--- start of Dataset records ---
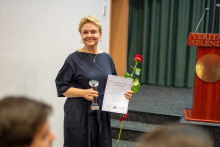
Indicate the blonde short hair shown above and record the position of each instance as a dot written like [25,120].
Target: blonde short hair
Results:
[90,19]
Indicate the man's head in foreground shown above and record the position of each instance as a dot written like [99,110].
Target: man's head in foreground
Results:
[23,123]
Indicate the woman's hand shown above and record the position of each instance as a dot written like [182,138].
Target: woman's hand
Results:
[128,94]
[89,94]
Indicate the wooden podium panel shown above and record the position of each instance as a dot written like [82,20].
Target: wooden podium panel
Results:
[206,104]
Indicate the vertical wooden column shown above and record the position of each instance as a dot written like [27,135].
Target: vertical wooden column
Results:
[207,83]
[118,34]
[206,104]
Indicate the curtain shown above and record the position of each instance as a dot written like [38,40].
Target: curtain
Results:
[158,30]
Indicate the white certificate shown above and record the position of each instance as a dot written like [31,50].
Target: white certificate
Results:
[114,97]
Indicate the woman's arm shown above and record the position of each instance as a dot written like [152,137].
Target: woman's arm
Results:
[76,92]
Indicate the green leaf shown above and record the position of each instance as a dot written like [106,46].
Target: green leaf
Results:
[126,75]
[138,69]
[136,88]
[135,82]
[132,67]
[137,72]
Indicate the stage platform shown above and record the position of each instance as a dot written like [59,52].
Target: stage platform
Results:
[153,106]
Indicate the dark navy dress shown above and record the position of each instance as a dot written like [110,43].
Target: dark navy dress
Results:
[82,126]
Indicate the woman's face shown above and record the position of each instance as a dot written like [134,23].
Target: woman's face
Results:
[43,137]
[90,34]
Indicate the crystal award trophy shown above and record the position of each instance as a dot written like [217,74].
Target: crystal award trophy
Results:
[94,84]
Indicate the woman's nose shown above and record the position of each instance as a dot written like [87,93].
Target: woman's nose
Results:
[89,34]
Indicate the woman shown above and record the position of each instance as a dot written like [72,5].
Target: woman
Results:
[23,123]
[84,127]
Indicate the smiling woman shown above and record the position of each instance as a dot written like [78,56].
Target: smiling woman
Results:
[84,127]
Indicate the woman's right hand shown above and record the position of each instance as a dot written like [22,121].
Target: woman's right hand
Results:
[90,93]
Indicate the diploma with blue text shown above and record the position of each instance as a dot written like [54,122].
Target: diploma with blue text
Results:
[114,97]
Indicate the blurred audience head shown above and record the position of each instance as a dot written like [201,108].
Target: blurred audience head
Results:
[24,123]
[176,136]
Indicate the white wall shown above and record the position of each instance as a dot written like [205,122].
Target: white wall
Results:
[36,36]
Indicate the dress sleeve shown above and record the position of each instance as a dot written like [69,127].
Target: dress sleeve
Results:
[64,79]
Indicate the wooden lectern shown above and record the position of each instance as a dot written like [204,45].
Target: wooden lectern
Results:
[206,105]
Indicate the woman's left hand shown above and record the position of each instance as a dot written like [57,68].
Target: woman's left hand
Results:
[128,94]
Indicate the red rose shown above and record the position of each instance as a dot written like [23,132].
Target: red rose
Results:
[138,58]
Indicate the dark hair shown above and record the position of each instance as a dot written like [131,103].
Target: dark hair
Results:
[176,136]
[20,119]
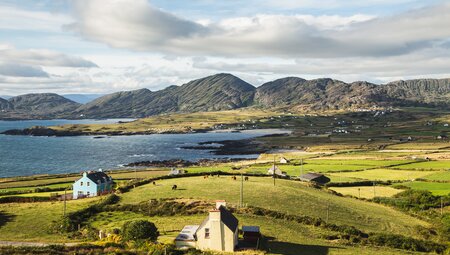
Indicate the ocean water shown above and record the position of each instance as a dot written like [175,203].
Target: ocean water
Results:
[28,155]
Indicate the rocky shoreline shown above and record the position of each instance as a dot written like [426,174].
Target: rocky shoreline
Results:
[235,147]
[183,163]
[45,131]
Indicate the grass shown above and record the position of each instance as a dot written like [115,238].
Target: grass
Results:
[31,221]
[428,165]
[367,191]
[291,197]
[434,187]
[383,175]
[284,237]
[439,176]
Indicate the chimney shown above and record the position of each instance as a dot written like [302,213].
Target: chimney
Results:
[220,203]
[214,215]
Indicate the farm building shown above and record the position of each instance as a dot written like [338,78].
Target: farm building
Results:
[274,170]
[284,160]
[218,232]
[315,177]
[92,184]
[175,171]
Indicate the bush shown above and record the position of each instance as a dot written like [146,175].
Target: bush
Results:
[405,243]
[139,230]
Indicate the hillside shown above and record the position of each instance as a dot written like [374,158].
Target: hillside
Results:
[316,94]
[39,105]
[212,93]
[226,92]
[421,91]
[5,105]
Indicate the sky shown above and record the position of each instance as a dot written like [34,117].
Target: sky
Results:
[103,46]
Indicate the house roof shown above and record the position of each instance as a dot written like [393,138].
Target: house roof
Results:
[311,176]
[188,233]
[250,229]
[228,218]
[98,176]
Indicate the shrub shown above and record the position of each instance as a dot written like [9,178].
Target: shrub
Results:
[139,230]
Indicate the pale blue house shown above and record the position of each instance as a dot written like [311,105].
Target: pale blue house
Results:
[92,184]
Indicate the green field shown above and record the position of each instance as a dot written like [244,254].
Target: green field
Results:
--- end of Dataset records ---
- [The request]:
Update all the lines above by changing each "Results" to "Points" and leaving everything else the same. Don't include the pictures in your answer.

- [Problem solution]:
Indicate the blonde short hair shown above and record the position of each instance as a dot written like [25,120].
Target: blonde short hair
Points:
[90,19]
Indicate the man's head in foreground shown above and record the position of each instance as a dot written like [99,110].
Target: man's head in foreground
Points:
[23,123]
Indicate the woman's hand shown above and record the position of each instance as a dot written like [182,138].
Target: woman's hand
Points:
[128,94]
[89,94]
Indicate the wooden podium panel shown above and record the position of each instance as a dot written like [82,20].
Target: wooden podium panel
Points:
[206,104]
Indicate the vertical wooden column shown above and record the position of each instance as a dot written like [27,135].
Target: vertical wooden column
Points:
[207,83]
[118,34]
[206,104]
Indicate the curtain shown above and record the position of each instance as a dot written like [38,40].
Target: curtain
Points:
[158,30]
Indicate the white certificate shown above and record the position of each instance as a dot written like [31,50].
Target: white certificate
Points:
[114,97]
Indicate the woman's arm shown above and record the position of each instance as a dot written like [152,137].
Target: woman's arm
Points:
[76,92]
Indicate the green leaf shown above and record the position of each instance as a dot written like [106,46].
Target: green leaf
Points:
[126,75]
[138,69]
[136,88]
[135,82]
[132,67]
[137,72]
Indicate the stage platform shown above and record the position of each instance as a dot written like [59,52].
Target: stage platform
Points:
[153,106]
Indicate the dark navy dress shown above and record the position of each instance as a dot written like [110,43].
Target: dark navy dress
Points:
[82,126]
Indicate the woman's face shown above and record the position of each instance as a dot written like [134,23].
Target: woman's face
Points:
[43,137]
[90,34]
Indicate the crystal award trophy shown above and record the position of each instance as a dot written like [217,74].
Target: crystal award trophy
Points:
[94,84]
Indicate the woman's nose shown above and record the position of each instance as a dot written like [87,93].
Target: woman's nose
Points:
[89,34]
Indicate the woman shown above and record the position of each instance as a dot written like [72,5].
Target: woman
Points:
[23,123]
[84,127]
Indicate the smiling woman shown above and record the position of each instance as a dot written like [78,56].
Target: smiling woman
Points:
[84,127]
Indicate the woman's right hand shown above and record the position of each instance as a dot written like [22,121].
Target: woman's right hand
Points:
[90,93]
Indicate the diploma with blue text shown above and record the position of each instance as a dot written like [54,122].
Target: diploma with blue text
Points:
[114,97]
Indicate the blurred audience head shown above and record the position of each instance as a dot written like [201,108].
Target: blurred audience head
Points:
[24,123]
[176,136]
Indicate the white wall shown above and record the position of each instance as a dot written like [205,122].
Target: white wall
Points:
[36,36]
Indicate the dress sleeve shown above and record the position of each instance as a dot written like [69,127].
Target: dress sleeve
Points:
[64,79]
Indicate the wooden lectern shown above and record the position of each instance as a dot written like [204,45].
Target: wooden lectern
Points:
[206,105]
Indicate the woman's left hand shown above and record the position of each instance as a dot written like [57,68].
Target: woman's left hand
Points:
[128,94]
Indicate the red rose shown above and record the position of each instance as a dot written like [23,132].
Target: red rose
Points:
[138,58]
Indicate the dark hair shown above and record the position of each instance as a dot written like [131,103].
Target: dark hair
Points:
[176,136]
[20,119]
Indicate the ocean water shown above and record the position of each instance as a dot written like [175,203].
Target: ocean water
Points:
[28,155]
Indicate the rocky shoreline shown above and record the position of each instance as a dot written like [426,174].
Target: rocky shoreline
Points:
[235,147]
[183,163]
[45,131]
Indicate the grass shown above and record the position of each instance as a dot written like [115,238].
Target: grass
Points:
[31,221]
[428,165]
[367,191]
[291,197]
[434,187]
[383,175]
[284,237]
[439,176]
Indicate the chimney shown above and record the position of each instance as a dot written like [302,213].
Target: chimney
Points:
[220,203]
[214,215]
Indicate the farm building shown above and record the position of each instance as a dot written like [338,78].
Target: farm building
Points:
[274,170]
[284,160]
[218,232]
[315,177]
[92,184]
[175,171]
Indicate the bush shown above and record the position of each instance as a dot written like [146,175].
Target: bush
Points:
[405,243]
[139,230]
Indicate the hillside shown above and record the position of each instance as a dot written like [374,158].
Target: hillside
Points:
[316,94]
[39,105]
[212,93]
[226,92]
[421,91]
[5,105]
Indicate the sky shown above and record the position of each instance as a dot written like [34,117].
Target: sky
Points:
[103,46]
Indicate the house roof shown above and record the position of each instance as a dot written like [393,138].
Target: house roof
Points:
[311,176]
[188,233]
[250,229]
[228,218]
[98,176]
Indicate the shrub shown above and record the position of each instance as a dot written like [9,178].
Target: shrub
Points:
[139,230]
Indicate the pale blue house shown above and record the position of each instance as a dot written like [311,105].
Target: pale blue house
Points:
[92,184]
Indicate the green field shown above and record the position of each instance as a dot written like [244,254].
Target: green field
Points:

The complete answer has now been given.